**Data extract:**
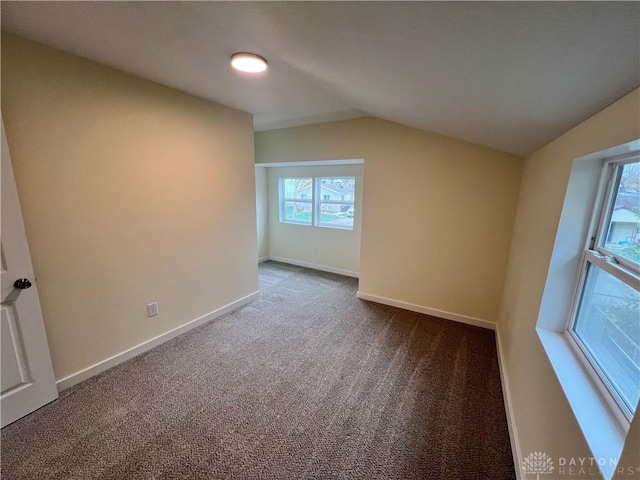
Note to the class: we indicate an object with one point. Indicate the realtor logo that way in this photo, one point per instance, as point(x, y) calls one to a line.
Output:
point(538, 463)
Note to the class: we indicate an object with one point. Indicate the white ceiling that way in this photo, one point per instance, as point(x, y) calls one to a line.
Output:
point(509, 75)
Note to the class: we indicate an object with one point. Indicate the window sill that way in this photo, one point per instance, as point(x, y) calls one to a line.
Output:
point(603, 433)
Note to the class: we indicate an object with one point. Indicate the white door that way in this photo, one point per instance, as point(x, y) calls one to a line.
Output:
point(27, 377)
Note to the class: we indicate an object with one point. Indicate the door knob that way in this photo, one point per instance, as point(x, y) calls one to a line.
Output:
point(22, 283)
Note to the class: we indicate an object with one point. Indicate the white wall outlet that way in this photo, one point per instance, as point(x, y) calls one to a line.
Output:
point(152, 309)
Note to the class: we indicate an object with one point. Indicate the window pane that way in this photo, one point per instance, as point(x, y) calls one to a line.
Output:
point(297, 212)
point(336, 215)
point(337, 207)
point(297, 188)
point(623, 236)
point(337, 188)
point(608, 324)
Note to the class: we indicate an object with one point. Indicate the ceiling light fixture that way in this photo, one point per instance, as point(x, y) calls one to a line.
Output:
point(248, 62)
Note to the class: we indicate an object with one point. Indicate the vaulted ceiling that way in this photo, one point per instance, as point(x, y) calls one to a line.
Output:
point(509, 75)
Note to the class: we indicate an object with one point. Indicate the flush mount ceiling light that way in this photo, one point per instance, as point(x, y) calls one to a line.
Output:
point(248, 62)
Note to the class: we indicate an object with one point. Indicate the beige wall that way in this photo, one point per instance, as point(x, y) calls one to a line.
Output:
point(543, 418)
point(437, 215)
point(262, 212)
point(337, 249)
point(131, 193)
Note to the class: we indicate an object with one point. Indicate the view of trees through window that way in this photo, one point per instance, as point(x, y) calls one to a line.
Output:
point(623, 234)
point(607, 319)
point(320, 201)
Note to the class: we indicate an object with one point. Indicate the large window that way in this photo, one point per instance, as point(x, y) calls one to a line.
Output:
point(320, 201)
point(605, 323)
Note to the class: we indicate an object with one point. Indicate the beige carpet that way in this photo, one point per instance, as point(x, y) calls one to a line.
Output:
point(305, 382)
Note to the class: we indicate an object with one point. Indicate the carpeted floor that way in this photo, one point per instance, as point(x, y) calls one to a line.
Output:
point(305, 382)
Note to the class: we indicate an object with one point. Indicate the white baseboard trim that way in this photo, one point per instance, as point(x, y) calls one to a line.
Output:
point(315, 266)
point(506, 393)
point(428, 311)
point(106, 364)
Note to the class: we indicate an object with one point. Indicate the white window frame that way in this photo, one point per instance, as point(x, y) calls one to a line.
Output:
point(626, 271)
point(315, 201)
point(282, 200)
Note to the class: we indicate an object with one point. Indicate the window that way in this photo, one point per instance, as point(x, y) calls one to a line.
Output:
point(296, 204)
point(319, 201)
point(605, 323)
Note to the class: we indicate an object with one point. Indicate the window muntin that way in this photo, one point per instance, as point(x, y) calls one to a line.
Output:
point(296, 204)
point(319, 201)
point(621, 234)
point(606, 319)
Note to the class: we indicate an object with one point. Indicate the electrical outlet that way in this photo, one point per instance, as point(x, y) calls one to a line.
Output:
point(152, 309)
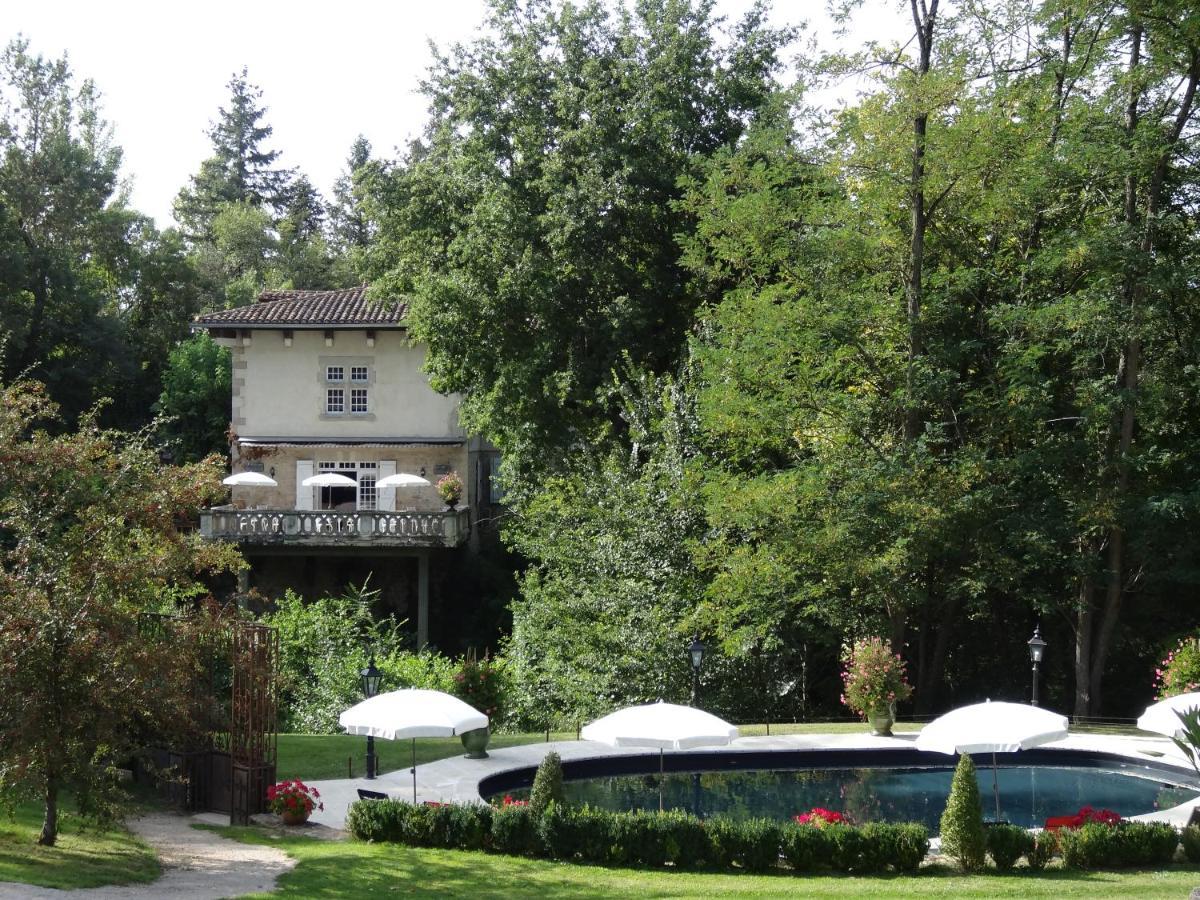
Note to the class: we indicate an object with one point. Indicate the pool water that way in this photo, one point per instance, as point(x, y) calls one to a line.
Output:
point(1027, 795)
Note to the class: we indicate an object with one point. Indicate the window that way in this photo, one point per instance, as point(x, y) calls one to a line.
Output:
point(369, 495)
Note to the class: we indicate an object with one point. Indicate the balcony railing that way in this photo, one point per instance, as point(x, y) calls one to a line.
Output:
point(328, 528)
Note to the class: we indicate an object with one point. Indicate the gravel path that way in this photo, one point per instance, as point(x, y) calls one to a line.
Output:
point(197, 865)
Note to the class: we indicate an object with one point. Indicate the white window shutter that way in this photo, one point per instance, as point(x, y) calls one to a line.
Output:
point(387, 495)
point(304, 495)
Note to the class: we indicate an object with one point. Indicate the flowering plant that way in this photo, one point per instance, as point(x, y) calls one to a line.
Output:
point(450, 487)
point(874, 677)
point(820, 817)
point(1180, 670)
point(1085, 815)
point(293, 797)
point(478, 683)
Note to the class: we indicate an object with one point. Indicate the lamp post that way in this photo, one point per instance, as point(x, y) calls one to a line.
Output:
point(696, 651)
point(371, 678)
point(1037, 648)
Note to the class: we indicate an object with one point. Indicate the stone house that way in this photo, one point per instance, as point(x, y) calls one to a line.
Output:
point(327, 382)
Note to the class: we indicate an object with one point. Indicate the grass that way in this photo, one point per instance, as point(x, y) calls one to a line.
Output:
point(336, 869)
point(82, 858)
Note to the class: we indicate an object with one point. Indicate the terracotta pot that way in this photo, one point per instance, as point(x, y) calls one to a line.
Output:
point(475, 742)
point(882, 719)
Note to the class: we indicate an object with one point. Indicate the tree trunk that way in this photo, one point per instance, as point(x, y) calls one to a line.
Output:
point(51, 822)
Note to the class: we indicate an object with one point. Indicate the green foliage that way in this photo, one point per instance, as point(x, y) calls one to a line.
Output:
point(961, 827)
point(1180, 670)
point(483, 684)
point(90, 541)
point(1125, 845)
point(195, 399)
point(1007, 844)
point(1191, 840)
point(547, 785)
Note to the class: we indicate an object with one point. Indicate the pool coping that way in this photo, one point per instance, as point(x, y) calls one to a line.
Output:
point(457, 779)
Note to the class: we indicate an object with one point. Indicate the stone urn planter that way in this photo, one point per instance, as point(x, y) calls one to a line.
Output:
point(475, 743)
point(294, 817)
point(882, 719)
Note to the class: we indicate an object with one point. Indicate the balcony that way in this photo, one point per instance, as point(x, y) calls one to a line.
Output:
point(327, 528)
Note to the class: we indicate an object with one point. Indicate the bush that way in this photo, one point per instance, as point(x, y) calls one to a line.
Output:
point(547, 784)
point(1129, 844)
point(963, 835)
point(515, 832)
point(1043, 850)
point(1192, 844)
point(1007, 844)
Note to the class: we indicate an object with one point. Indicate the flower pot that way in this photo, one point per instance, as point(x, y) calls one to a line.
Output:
point(475, 743)
point(294, 816)
point(882, 719)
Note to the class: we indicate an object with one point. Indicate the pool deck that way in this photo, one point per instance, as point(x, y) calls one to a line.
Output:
point(456, 779)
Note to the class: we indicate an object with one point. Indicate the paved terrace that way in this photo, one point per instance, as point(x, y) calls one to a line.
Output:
point(456, 779)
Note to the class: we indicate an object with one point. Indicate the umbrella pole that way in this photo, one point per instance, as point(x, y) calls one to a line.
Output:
point(660, 779)
point(995, 784)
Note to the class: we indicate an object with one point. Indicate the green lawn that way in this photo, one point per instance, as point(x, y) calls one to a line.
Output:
point(82, 858)
point(348, 869)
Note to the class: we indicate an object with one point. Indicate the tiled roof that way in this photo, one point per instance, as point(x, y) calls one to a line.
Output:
point(280, 309)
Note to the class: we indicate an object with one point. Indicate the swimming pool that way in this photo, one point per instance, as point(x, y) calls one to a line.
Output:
point(869, 785)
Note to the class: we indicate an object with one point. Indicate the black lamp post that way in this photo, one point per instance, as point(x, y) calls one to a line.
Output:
point(697, 658)
point(371, 678)
point(1037, 648)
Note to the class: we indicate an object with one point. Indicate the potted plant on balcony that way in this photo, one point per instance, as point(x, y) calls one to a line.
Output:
point(450, 489)
point(874, 681)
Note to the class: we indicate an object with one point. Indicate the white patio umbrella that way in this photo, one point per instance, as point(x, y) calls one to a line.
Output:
point(329, 479)
point(402, 479)
point(666, 726)
point(993, 729)
point(412, 713)
point(250, 479)
point(1162, 718)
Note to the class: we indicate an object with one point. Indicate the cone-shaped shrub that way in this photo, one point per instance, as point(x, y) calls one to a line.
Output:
point(963, 835)
point(547, 784)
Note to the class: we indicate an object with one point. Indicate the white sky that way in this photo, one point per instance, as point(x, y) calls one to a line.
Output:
point(328, 71)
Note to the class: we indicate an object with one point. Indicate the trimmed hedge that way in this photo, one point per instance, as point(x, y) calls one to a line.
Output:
point(649, 839)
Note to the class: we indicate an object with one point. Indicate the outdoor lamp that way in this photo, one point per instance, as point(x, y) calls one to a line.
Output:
point(1037, 649)
point(697, 657)
point(371, 678)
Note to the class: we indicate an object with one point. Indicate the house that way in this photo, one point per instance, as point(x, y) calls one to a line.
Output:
point(328, 382)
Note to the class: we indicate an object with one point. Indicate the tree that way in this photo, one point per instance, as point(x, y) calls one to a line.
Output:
point(195, 400)
point(533, 228)
point(89, 541)
point(241, 169)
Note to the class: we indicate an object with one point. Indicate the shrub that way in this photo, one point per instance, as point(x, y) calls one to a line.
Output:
point(1131, 844)
point(1192, 844)
point(515, 831)
point(1007, 844)
point(1180, 670)
point(805, 847)
point(547, 784)
point(963, 835)
point(1044, 846)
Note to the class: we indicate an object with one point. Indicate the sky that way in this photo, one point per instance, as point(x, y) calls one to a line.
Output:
point(328, 71)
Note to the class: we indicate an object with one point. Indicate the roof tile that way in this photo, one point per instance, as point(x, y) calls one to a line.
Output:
point(279, 309)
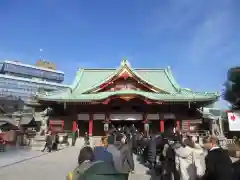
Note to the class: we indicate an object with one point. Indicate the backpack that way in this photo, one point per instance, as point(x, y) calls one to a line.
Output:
point(117, 157)
point(199, 163)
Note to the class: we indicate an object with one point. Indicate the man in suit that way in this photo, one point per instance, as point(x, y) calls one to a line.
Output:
point(218, 162)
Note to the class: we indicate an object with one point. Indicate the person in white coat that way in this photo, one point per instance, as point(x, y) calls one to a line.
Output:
point(185, 161)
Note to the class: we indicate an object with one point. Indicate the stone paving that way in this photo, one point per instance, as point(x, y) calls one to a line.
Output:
point(55, 166)
point(14, 155)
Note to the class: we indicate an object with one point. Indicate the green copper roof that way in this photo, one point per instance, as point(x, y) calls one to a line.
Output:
point(87, 79)
point(64, 96)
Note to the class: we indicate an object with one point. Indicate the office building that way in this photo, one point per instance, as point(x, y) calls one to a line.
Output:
point(20, 82)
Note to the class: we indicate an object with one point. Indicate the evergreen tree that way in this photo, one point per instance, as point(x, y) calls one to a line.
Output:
point(232, 90)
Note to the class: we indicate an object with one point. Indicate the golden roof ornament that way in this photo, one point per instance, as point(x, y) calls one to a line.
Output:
point(125, 62)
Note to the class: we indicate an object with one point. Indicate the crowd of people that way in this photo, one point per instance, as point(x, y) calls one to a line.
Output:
point(169, 157)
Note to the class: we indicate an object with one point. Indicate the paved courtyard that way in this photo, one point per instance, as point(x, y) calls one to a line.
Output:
point(54, 166)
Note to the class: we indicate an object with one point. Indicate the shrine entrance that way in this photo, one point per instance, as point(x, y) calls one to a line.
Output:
point(138, 124)
point(123, 120)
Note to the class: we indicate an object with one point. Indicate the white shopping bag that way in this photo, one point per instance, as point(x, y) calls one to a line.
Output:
point(234, 121)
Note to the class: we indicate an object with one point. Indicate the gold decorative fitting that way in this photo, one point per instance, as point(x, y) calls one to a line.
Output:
point(127, 98)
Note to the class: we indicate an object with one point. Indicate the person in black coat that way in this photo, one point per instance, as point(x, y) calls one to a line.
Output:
point(218, 162)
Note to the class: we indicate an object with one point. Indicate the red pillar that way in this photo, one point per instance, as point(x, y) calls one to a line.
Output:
point(178, 125)
point(74, 128)
point(90, 125)
point(189, 125)
point(161, 125)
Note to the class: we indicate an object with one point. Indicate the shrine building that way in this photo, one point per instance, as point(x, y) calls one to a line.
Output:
point(126, 95)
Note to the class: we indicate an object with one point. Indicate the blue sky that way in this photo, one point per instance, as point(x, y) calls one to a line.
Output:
point(199, 39)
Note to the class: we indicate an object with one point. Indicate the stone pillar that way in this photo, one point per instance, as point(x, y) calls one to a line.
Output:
point(161, 125)
point(90, 125)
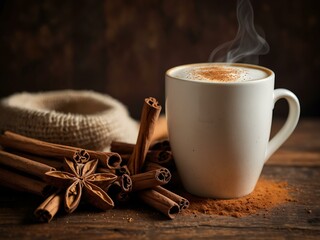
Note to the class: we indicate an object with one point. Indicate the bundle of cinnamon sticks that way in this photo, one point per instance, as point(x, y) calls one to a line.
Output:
point(54, 170)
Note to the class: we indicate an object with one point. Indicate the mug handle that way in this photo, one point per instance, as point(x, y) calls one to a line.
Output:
point(290, 124)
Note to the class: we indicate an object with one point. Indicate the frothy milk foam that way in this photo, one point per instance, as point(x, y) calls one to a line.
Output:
point(220, 73)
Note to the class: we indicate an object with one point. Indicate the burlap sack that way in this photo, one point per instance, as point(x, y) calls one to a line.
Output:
point(84, 119)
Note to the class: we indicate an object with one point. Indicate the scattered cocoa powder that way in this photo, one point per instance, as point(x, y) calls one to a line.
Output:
point(267, 195)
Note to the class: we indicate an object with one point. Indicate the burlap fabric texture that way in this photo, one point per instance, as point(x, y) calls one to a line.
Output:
point(84, 119)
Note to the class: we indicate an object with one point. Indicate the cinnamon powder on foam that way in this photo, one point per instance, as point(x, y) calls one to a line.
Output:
point(217, 73)
point(267, 195)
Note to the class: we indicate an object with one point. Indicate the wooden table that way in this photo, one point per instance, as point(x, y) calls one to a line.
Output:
point(297, 162)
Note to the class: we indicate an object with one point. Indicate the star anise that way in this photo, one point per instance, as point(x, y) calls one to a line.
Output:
point(80, 179)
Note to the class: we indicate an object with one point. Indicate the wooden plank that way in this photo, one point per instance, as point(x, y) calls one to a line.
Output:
point(303, 146)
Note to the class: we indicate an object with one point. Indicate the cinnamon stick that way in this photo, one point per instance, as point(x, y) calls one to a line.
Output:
point(161, 129)
point(22, 183)
point(41, 148)
point(48, 209)
point(150, 179)
point(24, 165)
point(120, 189)
point(159, 202)
point(149, 116)
point(181, 201)
point(161, 157)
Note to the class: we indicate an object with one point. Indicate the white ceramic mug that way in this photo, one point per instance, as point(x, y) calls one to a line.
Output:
point(219, 131)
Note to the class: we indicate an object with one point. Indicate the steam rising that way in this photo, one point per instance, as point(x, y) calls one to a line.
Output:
point(247, 45)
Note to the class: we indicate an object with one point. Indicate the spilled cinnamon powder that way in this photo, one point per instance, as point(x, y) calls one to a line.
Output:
point(267, 195)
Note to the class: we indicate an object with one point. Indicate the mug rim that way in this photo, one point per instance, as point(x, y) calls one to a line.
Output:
point(267, 70)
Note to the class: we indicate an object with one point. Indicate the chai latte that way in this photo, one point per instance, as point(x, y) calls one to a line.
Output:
point(220, 72)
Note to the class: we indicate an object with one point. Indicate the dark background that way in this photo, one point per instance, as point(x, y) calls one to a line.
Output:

**Work required:** Rewrite the listing from its beginning through the line containing "point(22, 283)", replacing "photo" with "image" and leaving everything else unchanged. Leave the pictures out of your answer.

**Solution to the exercise:**
Note to the class: we indicate an object with one point. Indicate the realtor logo that way in this image, one point per instance, as point(x, y) calls one to a line.
Output:
point(538, 463)
Note to the class: we indicate an object with one point. Indicate the white ceiling that way in this image, one point per instance, as point(x, y) calls one to a line.
Output:
point(509, 75)
Note to the class: we indicate an object with one point. Indicate the window sill that way in this image, one point per instance, as point(x, y) calls one to a line.
Output:
point(603, 433)
Note to the class: we indicate an object with one point. Indicate the white door that way in this image, one point per instance, as point(x, y) calls one to a line.
Output:
point(27, 377)
Note to the class: we indicate an object with one point. Indicate the door knob that way in this image, one point per instance, as point(x, y) calls one to a line.
Output:
point(22, 283)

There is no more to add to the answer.